=== Text for analysis ===
The Social Side of Sex

Like eating, sexual behavior will be featured through this book as an important category of behavior that is shaped by both nature and culture. Whereas food is needed for survival, sex is needed for reproduction.


Sex has been a bitter battleground between those who explain it on the basis of nature and evolution and those who emphasize cultural construction. Is sex a matter of genes and hormones causing people to feel desires the way nature has prescribed them? Or is culture the principal cause of who wants to do what to whom in bed?

Some features of sexuality are found everywhere and may well be rooted in nature. In all cultures, for example, men seem to desire a greater number of sexual partners than women (Pedersen, Miller, Putcha-Bhagavatula, & Yang, 2002). Sex is everywhere the main way (and usually the only way) to make babies. The same basic sex practices are known to most cultures. Sex historian Reay Tannahill (1980) observed that the sex manuals written thousands of years ago in ancient China covered almost all the same techniques one would find in a sex manual today, with only one exception (sadomasochism).

Some other universal aspects of sex reflect the influence of culture. All known cultures have rules about sex (Frayser, 1985). Cultures know that sex leads to making babies, and efforts to prevent pregnancy have been found all over the world, though the ancient means of preventing conception (except for abstaining from sex) are generally less effective than modern technologies such as the birth control pill and the IUD. Some form of prostitution, in which people pay money for sex, is found in most large cultures, although many aspects of it (such as whether it is legally tolerated and what it costs) diff er substantially.

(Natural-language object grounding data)
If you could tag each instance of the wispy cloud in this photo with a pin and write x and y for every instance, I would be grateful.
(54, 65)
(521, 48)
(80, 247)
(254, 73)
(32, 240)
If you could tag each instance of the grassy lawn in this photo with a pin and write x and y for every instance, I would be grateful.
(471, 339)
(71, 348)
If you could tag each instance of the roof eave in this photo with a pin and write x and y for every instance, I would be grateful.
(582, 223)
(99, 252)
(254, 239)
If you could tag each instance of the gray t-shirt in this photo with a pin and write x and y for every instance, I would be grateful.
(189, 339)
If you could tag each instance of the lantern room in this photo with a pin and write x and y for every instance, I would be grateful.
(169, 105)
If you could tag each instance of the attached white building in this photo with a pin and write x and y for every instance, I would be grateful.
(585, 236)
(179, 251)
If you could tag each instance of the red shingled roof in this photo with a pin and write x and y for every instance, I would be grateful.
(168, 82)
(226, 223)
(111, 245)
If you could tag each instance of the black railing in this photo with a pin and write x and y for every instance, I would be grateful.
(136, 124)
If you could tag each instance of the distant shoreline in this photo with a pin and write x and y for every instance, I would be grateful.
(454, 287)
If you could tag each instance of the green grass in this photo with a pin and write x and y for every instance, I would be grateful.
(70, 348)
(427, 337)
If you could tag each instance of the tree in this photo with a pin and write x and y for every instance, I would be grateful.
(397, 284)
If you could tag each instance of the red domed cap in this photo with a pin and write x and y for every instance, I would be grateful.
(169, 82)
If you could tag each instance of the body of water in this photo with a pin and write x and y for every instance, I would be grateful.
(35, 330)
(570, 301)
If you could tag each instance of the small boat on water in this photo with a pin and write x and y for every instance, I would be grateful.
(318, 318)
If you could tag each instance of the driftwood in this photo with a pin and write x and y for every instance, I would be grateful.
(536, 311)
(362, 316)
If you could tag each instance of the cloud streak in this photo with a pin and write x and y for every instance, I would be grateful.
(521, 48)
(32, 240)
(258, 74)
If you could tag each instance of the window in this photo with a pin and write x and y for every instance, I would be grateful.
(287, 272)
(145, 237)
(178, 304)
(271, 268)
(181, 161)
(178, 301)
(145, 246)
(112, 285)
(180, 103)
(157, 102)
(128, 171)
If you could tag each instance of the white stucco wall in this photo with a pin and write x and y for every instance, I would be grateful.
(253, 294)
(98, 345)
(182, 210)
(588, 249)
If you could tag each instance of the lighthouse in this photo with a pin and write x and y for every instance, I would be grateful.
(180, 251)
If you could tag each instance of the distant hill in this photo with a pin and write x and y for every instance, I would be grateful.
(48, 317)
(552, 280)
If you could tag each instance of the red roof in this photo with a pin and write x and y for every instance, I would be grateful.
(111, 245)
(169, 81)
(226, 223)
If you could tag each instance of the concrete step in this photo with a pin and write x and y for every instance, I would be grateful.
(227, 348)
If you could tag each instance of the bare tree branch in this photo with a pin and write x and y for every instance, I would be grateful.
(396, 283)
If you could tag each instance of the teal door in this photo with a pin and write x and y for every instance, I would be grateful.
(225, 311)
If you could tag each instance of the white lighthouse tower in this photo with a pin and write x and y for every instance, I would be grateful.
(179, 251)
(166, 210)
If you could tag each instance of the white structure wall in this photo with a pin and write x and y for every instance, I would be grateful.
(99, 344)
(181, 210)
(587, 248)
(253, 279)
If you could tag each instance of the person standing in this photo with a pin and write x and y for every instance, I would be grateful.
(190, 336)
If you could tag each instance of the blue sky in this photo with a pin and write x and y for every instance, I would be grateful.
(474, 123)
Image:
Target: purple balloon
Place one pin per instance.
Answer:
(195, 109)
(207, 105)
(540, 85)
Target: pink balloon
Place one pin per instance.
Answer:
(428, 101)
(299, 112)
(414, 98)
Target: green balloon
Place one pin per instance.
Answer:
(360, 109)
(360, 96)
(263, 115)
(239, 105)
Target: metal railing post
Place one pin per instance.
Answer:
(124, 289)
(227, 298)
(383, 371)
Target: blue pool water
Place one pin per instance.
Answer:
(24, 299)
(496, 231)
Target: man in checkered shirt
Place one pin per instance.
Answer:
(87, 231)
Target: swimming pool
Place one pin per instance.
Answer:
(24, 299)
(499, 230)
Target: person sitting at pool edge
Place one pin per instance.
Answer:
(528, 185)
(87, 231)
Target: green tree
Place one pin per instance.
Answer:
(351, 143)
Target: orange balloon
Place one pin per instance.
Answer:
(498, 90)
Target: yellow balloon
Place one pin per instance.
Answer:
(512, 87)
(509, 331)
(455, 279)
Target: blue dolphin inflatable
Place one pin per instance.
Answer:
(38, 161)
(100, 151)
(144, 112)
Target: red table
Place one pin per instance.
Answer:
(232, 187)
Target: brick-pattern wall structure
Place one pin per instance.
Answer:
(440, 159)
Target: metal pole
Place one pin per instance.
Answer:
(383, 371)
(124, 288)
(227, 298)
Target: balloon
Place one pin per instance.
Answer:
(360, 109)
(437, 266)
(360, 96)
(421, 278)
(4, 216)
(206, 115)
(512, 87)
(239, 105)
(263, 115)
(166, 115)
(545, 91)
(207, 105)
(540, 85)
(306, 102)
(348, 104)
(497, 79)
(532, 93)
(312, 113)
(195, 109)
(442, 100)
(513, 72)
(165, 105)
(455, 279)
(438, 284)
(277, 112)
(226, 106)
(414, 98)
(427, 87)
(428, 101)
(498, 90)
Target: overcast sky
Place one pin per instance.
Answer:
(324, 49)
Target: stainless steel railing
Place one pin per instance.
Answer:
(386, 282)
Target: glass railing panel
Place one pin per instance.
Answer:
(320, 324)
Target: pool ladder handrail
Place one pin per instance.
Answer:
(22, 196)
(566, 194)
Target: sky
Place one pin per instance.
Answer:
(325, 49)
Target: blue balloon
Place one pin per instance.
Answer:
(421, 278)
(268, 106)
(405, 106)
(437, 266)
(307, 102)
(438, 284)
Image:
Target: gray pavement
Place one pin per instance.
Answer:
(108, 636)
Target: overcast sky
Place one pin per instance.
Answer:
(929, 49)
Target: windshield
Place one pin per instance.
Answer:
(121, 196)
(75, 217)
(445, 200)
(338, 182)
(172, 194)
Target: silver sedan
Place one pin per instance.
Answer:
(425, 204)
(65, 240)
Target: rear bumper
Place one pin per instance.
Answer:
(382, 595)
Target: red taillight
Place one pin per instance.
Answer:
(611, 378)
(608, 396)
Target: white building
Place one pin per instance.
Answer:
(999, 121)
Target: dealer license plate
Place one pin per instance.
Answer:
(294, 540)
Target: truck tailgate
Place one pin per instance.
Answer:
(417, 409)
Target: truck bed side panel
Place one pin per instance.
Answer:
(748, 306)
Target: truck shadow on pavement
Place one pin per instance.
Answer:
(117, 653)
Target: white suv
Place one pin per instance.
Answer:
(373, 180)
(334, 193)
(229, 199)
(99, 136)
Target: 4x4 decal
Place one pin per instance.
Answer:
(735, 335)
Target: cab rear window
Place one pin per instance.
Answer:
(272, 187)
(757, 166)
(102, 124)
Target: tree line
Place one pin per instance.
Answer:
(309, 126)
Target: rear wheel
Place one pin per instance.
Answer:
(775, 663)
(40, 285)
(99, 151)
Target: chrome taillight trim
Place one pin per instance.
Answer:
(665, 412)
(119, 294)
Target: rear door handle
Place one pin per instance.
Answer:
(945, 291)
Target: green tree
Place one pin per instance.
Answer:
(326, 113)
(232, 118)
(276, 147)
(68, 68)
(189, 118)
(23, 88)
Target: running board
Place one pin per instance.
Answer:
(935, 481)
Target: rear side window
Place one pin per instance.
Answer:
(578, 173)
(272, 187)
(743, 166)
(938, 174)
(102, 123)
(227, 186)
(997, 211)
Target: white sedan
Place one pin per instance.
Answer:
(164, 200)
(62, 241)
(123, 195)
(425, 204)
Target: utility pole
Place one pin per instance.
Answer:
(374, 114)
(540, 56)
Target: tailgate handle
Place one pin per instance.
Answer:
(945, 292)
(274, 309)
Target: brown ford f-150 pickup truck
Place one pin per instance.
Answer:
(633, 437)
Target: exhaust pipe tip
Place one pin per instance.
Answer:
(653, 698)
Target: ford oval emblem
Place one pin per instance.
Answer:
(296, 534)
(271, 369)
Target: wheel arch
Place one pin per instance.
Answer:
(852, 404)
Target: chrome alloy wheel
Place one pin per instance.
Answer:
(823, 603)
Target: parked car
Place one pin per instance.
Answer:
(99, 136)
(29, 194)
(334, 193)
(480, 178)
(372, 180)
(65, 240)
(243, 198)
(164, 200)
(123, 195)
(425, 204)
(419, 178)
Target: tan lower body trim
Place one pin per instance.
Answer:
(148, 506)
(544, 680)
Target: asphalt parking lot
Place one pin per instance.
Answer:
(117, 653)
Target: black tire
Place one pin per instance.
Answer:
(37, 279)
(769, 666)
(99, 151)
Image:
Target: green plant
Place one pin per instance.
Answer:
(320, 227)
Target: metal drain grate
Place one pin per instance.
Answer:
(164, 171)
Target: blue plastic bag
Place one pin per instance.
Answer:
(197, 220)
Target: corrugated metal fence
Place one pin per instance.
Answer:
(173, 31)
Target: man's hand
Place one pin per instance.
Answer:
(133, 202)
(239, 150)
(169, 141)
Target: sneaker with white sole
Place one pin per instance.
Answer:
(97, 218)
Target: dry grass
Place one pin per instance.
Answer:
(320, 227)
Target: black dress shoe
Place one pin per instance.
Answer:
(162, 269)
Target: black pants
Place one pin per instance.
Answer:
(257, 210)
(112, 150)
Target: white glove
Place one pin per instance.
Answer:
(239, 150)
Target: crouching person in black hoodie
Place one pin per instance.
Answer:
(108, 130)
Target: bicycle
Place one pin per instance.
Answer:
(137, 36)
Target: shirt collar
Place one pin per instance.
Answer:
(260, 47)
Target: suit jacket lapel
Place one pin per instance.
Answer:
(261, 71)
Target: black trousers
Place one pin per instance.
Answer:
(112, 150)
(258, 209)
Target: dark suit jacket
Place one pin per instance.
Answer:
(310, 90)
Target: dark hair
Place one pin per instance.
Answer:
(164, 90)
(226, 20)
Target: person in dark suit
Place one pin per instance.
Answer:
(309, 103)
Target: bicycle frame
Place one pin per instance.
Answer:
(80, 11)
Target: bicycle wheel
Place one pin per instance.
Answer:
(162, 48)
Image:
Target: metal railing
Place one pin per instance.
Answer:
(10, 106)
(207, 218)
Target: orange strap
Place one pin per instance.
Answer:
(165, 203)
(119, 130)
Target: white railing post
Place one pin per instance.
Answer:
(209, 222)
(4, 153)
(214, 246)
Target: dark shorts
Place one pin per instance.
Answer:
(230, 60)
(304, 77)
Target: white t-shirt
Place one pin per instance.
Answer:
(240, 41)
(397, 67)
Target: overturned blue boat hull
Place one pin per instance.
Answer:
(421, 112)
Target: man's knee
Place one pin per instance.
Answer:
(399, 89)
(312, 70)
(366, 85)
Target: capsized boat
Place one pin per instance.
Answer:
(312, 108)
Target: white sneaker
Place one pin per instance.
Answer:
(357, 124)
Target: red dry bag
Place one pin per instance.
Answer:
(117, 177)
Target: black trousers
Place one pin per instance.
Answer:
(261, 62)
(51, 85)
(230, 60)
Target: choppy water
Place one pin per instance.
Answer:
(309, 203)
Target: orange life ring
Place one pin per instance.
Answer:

=== What is expected ===
Answer these questions using the text on the social side of sex:
1. What does the text say sex is needed for?
2. Which technique does the text name as the one exception when it compares ancient Chinese sex manuals with a sex manual today?
3. Which two modern technologies for preventing pregnancy does the text mention?

=== Answer to this task ===
1. Sex is needed for reproduction.
2. Sadomasochism.
3. The birth control pill and the IUD.